═══ Information supplied
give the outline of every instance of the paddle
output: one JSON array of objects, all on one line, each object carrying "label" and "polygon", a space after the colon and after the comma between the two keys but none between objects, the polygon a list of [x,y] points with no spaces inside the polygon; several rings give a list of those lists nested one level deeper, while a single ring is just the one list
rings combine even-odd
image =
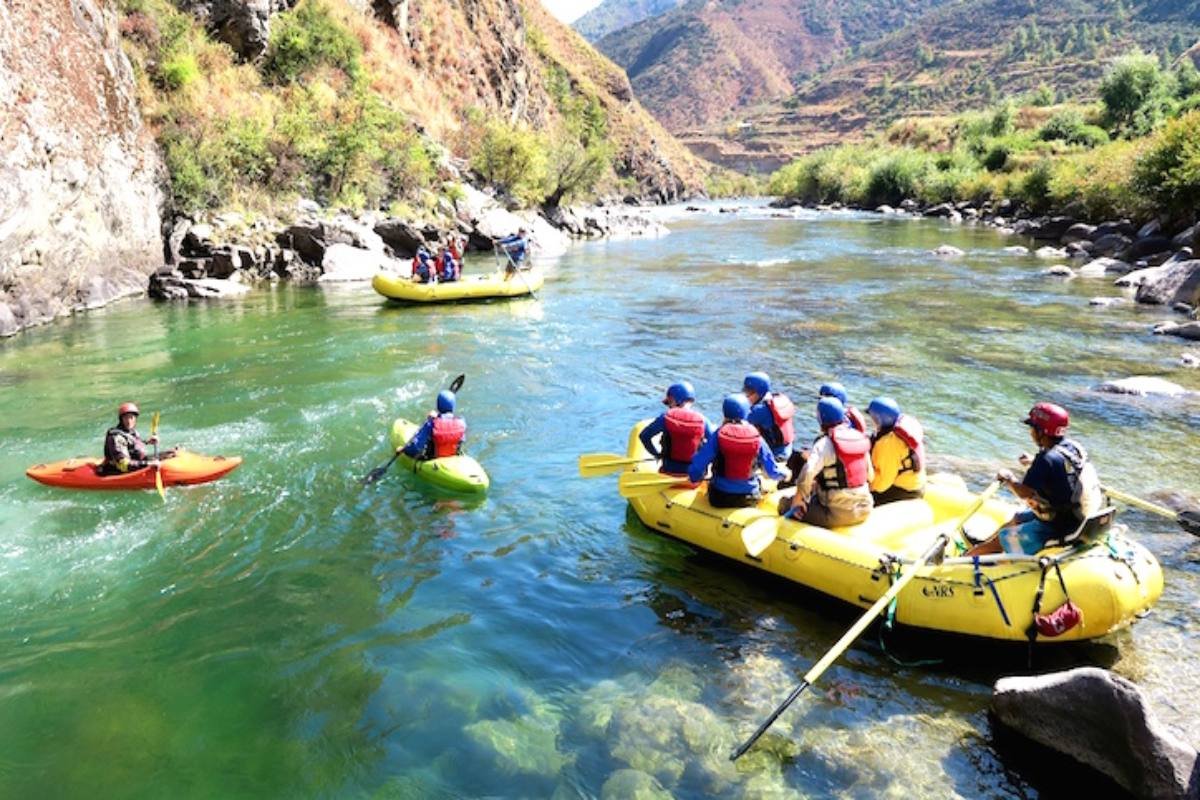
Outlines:
[{"label": "paddle", "polygon": [[775,541],[778,530],[779,517],[773,514],[759,517],[742,526],[742,544],[746,546],[746,554],[751,558],[758,558]]},{"label": "paddle", "polygon": [[1134,497],[1131,494],[1125,494],[1111,486],[1103,487],[1104,493],[1114,500],[1120,500],[1126,505],[1140,508],[1142,511],[1148,511],[1151,514],[1157,514],[1166,519],[1175,520],[1179,527],[1183,528],[1193,536],[1200,536],[1200,511],[1188,509],[1175,512],[1166,506],[1160,506],[1157,503],[1151,503],[1149,500],[1143,500],[1140,497]]},{"label": "paddle", "polygon": [[[160,414],[155,411],[154,416],[150,417],[150,438],[154,439],[158,436],[158,418]],[[158,460],[158,441],[154,442],[154,488],[158,489],[158,496],[163,502],[167,502],[167,490],[163,488],[162,479],[162,462]]]},{"label": "paddle", "polygon": [[525,277],[525,273],[522,272],[522,270],[519,266],[517,266],[517,262],[513,261],[512,253],[508,252],[508,248],[501,247],[498,242],[492,242],[492,246],[497,250],[504,251],[504,257],[507,258],[508,263],[512,265],[513,272],[517,273],[517,277],[519,277],[521,279],[521,283],[525,284],[525,288],[529,290],[529,296],[532,297],[534,300],[536,300],[537,292],[535,292],[533,290],[533,286],[530,285],[529,280]]},{"label": "paddle", "polygon": [[[988,501],[988,498],[994,495],[999,489],[1000,482],[993,481],[992,485],[985,489],[983,494],[979,495],[975,502],[971,504],[971,507],[967,509],[967,513],[962,516],[962,518],[958,521],[958,524],[955,526],[956,530],[962,531],[963,526],[967,524],[968,520],[975,516],[975,512],[982,508],[983,504]],[[742,534],[744,537],[745,530],[742,531]],[[753,747],[754,743],[759,740],[759,737],[767,732],[767,728],[770,728],[771,725],[774,724],[775,720],[779,719],[779,715],[786,711],[788,706],[796,702],[796,698],[798,698],[805,689],[815,683],[816,680],[821,677],[821,674],[824,673],[825,670],[829,669],[833,662],[837,661],[838,658],[841,657],[842,653],[844,653],[846,649],[854,643],[854,640],[862,635],[862,632],[867,629],[867,626],[870,625],[877,616],[883,613],[883,610],[887,608],[888,604],[892,602],[896,595],[900,594],[900,591],[908,585],[908,582],[916,577],[917,572],[921,569],[921,567],[925,566],[927,563],[929,563],[930,559],[936,557],[939,553],[946,549],[946,543],[949,541],[950,537],[945,533],[938,534],[938,537],[934,540],[930,548],[925,551],[925,554],[913,562],[912,568],[905,574],[901,575],[900,579],[892,584],[892,588],[888,589],[882,597],[876,600],[875,604],[867,609],[867,613],[859,617],[858,621],[850,627],[850,630],[846,631],[846,633],[842,635],[841,639],[838,639],[837,644],[835,644],[833,648],[821,658],[820,661],[814,664],[812,669],[805,673],[804,678],[800,681],[800,685],[793,689],[792,693],[788,695],[787,699],[784,700],[778,708],[771,712],[771,716],[767,717],[766,721],[763,722],[762,725],[758,726],[758,730],[756,730],[749,739],[747,739],[736,750],[733,751],[733,753],[729,756],[729,760],[737,761],[739,758],[745,755],[746,751]]]},{"label": "paddle", "polygon": [[625,472],[617,478],[617,491],[626,500],[661,492],[671,486],[691,486],[686,475],[662,475],[658,472]]},{"label": "paddle", "polygon": [[584,453],[579,457],[579,475],[583,478],[597,478],[601,475],[611,475],[624,467],[656,460],[653,456],[626,458],[617,453]]},{"label": "paddle", "polygon": [[[463,381],[465,381],[466,379],[467,379],[466,375],[459,375],[457,378],[450,381],[450,391],[457,392],[459,389],[462,388]],[[375,469],[368,472],[366,477],[364,477],[362,479],[362,485],[369,486],[370,484],[372,484],[375,481],[382,478],[384,476],[384,474],[388,471],[388,468],[391,467],[392,464],[396,463],[396,459],[400,457],[400,453],[402,451],[403,451],[403,448],[397,448],[396,452],[392,453],[392,457],[388,459],[388,462],[386,464],[384,464],[382,467],[376,467]]]}]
══════
**What you are asked to do**
Give back every record exactly, dropping its pictures.

**Task solution**
give the outline of every instance of the paddle
output: one JSON array of objects, all on one line, each object carrying "label" and "polygon", a space after the colon and after the comma between the two keys but none between objects, the polygon a list of [x,y] points with no spaces inside the polygon; several rings give a list of those lists nested one level deeper, while a single ring is just the one list
rings combine even-odd
image =
Outlines:
[{"label": "paddle", "polygon": [[775,541],[778,530],[779,517],[773,514],[759,517],[742,526],[742,544],[746,546],[746,554],[751,558],[758,558]]},{"label": "paddle", "polygon": [[1134,497],[1131,494],[1125,494],[1111,486],[1103,487],[1104,493],[1114,500],[1120,500],[1126,505],[1140,508],[1142,511],[1148,511],[1151,514],[1157,514],[1166,519],[1175,520],[1179,527],[1183,528],[1193,536],[1200,536],[1200,511],[1188,509],[1175,512],[1166,506],[1160,506],[1157,503],[1151,503],[1149,500],[1143,500],[1140,497]]},{"label": "paddle", "polygon": [[[160,414],[155,411],[154,416],[150,417],[150,438],[154,439],[158,436],[158,418]],[[158,460],[158,441],[154,442],[154,488],[158,489],[158,496],[163,502],[167,502],[167,490],[163,488],[162,479],[162,462]]]},{"label": "paddle", "polygon": [[525,277],[525,273],[522,272],[522,270],[519,266],[517,266],[517,262],[513,261],[512,253],[508,252],[508,248],[501,247],[498,242],[492,242],[492,246],[497,250],[504,251],[504,257],[507,258],[508,263],[512,265],[513,272],[517,273],[517,277],[519,277],[521,279],[521,283],[525,284],[525,288],[529,290],[529,296],[532,297],[534,300],[536,300],[537,292],[535,292],[533,290],[533,286],[530,285],[529,280]]},{"label": "paddle", "polygon": [[[988,501],[988,498],[994,495],[999,489],[1000,482],[993,481],[992,485],[985,489],[983,494],[979,495],[975,502],[971,504],[971,507],[967,509],[967,513],[962,516],[962,518],[958,521],[958,524],[955,526],[956,530],[962,531],[963,526],[967,524],[968,520],[975,516],[975,512],[982,508],[983,504]],[[742,534],[744,537],[745,530],[742,531]],[[753,747],[754,743],[759,740],[759,737],[767,732],[767,728],[770,728],[771,725],[774,724],[775,720],[779,719],[779,715],[786,711],[788,706],[796,702],[796,698],[798,698],[805,689],[815,683],[816,680],[821,677],[821,674],[824,673],[825,670],[829,669],[833,662],[837,661],[838,658],[841,657],[842,653],[844,653],[846,649],[854,643],[854,640],[862,635],[862,632],[867,629],[867,626],[870,625],[877,616],[883,613],[883,610],[887,608],[888,604],[892,602],[896,595],[900,594],[900,591],[908,585],[908,582],[916,577],[917,572],[921,569],[921,567],[925,566],[927,563],[929,563],[930,559],[936,557],[939,553],[946,549],[946,543],[949,541],[950,537],[945,533],[938,534],[938,537],[934,540],[930,548],[925,551],[925,554],[913,562],[912,568],[905,574],[901,575],[900,579],[892,584],[892,588],[888,589],[882,597],[876,600],[875,604],[867,609],[867,613],[859,617],[858,621],[850,627],[850,630],[846,631],[846,633],[842,635],[841,639],[838,639],[837,644],[835,644],[833,648],[821,658],[820,661],[814,664],[812,669],[805,673],[804,678],[800,681],[800,685],[793,689],[792,693],[788,695],[787,699],[784,700],[778,708],[771,712],[771,716],[767,717],[766,721],[763,722],[762,725],[758,726],[758,730],[756,730],[749,739],[747,739],[736,750],[733,751],[733,753],[729,756],[729,760],[737,761],[739,758],[745,755],[746,751]]]},{"label": "paddle", "polygon": [[625,472],[617,478],[617,491],[626,500],[661,492],[671,486],[691,486],[686,475],[662,475],[658,472]]},{"label": "paddle", "polygon": [[584,453],[579,457],[579,475],[583,478],[597,478],[601,475],[611,475],[624,467],[656,460],[653,456],[626,458],[617,453]]},{"label": "paddle", "polygon": [[[463,381],[465,381],[466,379],[467,379],[466,375],[459,375],[457,378],[450,381],[450,391],[457,392],[459,389],[462,388]],[[375,469],[368,472],[366,477],[364,477],[362,479],[362,485],[369,486],[370,484],[372,484],[375,481],[382,478],[384,476],[384,474],[388,471],[388,468],[391,467],[392,464],[396,463],[396,459],[400,457],[400,453],[402,451],[403,451],[403,448],[397,448],[396,452],[392,453],[392,457],[388,459],[388,462],[386,464],[384,464],[382,467],[376,467]]]}]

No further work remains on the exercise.